>> Begin RECORDS TO USE

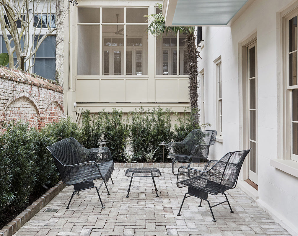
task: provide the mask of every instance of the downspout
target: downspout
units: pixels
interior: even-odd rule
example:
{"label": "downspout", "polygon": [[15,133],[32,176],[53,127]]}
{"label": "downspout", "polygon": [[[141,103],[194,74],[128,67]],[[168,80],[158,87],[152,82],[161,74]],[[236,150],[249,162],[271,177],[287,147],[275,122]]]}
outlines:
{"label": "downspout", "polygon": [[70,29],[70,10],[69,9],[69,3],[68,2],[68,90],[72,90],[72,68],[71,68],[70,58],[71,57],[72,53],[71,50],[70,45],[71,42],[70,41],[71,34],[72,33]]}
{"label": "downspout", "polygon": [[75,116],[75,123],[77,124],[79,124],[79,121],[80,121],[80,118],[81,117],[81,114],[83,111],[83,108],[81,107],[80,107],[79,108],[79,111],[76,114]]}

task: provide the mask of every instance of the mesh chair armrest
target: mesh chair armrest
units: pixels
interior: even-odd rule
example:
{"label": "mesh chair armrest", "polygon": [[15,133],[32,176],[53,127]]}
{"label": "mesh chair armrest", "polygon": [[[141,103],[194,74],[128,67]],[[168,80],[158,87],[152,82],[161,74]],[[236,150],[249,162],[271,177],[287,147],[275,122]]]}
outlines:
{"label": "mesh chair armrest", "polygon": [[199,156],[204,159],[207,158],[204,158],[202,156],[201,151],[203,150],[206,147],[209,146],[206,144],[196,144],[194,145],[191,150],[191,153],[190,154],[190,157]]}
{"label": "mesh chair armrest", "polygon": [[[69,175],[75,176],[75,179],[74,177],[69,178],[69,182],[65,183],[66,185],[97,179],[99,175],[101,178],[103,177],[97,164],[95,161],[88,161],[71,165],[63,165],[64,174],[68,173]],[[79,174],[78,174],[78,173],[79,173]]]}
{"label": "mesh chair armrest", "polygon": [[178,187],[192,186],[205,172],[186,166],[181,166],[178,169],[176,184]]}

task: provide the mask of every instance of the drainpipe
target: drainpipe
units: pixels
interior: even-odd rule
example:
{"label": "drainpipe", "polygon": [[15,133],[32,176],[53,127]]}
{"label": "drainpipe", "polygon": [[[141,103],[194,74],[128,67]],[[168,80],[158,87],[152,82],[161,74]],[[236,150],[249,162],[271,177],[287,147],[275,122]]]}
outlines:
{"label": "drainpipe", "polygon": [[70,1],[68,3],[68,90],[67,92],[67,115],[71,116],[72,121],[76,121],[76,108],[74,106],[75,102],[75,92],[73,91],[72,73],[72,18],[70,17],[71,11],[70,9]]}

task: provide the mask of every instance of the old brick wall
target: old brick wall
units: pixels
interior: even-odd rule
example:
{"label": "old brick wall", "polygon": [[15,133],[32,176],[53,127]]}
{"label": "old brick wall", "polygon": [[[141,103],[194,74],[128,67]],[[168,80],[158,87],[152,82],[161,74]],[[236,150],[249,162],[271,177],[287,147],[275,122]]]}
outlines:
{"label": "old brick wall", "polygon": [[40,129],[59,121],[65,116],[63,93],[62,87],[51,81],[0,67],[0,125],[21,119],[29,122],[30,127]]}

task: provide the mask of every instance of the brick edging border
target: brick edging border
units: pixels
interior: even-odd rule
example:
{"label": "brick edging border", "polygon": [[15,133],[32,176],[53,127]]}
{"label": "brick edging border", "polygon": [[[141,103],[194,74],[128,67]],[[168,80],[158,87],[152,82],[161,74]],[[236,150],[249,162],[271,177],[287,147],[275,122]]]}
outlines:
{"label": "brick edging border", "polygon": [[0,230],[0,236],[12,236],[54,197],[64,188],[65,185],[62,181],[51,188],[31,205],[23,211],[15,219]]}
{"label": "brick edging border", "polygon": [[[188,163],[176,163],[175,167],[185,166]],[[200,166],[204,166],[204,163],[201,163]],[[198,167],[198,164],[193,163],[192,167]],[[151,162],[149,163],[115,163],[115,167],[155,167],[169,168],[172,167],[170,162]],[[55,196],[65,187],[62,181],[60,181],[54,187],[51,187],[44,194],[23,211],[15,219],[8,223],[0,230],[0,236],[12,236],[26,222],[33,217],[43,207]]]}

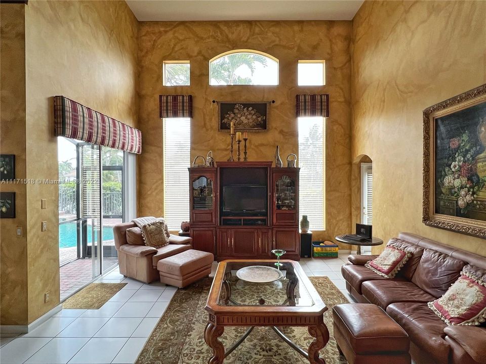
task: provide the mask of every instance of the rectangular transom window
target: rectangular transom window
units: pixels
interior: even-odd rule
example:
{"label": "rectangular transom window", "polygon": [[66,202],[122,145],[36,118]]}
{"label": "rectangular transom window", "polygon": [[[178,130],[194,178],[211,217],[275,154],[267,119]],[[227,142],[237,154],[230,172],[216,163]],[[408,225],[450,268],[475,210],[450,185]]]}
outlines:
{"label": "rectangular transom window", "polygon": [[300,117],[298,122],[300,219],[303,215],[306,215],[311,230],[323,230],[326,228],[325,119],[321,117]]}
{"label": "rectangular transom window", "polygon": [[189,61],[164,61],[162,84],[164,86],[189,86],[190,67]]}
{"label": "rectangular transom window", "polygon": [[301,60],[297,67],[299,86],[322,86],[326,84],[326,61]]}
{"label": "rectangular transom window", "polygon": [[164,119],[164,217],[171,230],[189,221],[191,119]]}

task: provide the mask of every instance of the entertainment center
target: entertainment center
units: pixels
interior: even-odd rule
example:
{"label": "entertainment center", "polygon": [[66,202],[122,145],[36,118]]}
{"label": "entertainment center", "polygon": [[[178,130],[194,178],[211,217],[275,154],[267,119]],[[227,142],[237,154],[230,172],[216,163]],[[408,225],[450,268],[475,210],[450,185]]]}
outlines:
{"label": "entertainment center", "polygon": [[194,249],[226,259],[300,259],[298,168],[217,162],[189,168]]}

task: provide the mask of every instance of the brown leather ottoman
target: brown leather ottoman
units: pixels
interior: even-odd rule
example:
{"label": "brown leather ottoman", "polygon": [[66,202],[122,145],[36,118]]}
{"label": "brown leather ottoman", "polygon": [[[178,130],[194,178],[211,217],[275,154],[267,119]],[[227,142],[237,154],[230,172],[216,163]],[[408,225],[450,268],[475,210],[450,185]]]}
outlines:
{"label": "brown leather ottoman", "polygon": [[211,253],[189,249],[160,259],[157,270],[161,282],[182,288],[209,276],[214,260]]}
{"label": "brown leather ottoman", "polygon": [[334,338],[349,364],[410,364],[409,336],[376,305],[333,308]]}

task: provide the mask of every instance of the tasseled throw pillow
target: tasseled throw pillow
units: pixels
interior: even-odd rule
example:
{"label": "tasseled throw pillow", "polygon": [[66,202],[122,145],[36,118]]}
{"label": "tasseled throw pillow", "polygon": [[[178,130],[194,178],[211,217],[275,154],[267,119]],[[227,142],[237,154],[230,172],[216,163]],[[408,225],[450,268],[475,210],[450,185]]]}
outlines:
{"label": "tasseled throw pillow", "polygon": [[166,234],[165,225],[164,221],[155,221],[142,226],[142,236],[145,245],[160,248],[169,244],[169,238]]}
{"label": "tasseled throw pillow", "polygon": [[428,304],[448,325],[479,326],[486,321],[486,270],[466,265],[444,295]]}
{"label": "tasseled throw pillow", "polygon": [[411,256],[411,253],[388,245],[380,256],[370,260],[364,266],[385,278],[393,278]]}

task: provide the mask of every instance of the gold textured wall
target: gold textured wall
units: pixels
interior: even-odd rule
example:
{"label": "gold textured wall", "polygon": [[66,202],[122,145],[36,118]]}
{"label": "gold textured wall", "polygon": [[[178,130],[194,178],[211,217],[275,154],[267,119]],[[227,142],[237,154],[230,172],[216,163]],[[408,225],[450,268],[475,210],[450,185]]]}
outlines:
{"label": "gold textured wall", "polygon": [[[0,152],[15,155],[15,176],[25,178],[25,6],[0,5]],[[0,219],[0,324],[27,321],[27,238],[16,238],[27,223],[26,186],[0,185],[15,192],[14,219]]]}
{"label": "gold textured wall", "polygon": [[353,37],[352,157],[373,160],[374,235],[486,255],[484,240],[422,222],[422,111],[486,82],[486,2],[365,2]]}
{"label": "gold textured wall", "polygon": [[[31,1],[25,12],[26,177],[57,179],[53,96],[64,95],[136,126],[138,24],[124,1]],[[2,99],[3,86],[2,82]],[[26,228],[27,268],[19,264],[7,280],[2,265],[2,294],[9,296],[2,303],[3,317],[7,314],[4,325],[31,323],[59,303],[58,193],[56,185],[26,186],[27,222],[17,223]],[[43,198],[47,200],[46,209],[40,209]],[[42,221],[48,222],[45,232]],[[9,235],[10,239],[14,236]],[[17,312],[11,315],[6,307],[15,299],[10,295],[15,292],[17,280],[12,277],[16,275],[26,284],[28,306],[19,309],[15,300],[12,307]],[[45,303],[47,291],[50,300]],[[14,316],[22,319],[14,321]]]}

>> End RECORDS TO USE

PROBLEM STATEMENT: Count the lines in the data above that contain the string "entertainment", treating uppercase and lowercase as different. Give only the number.

TASK RESULT: 5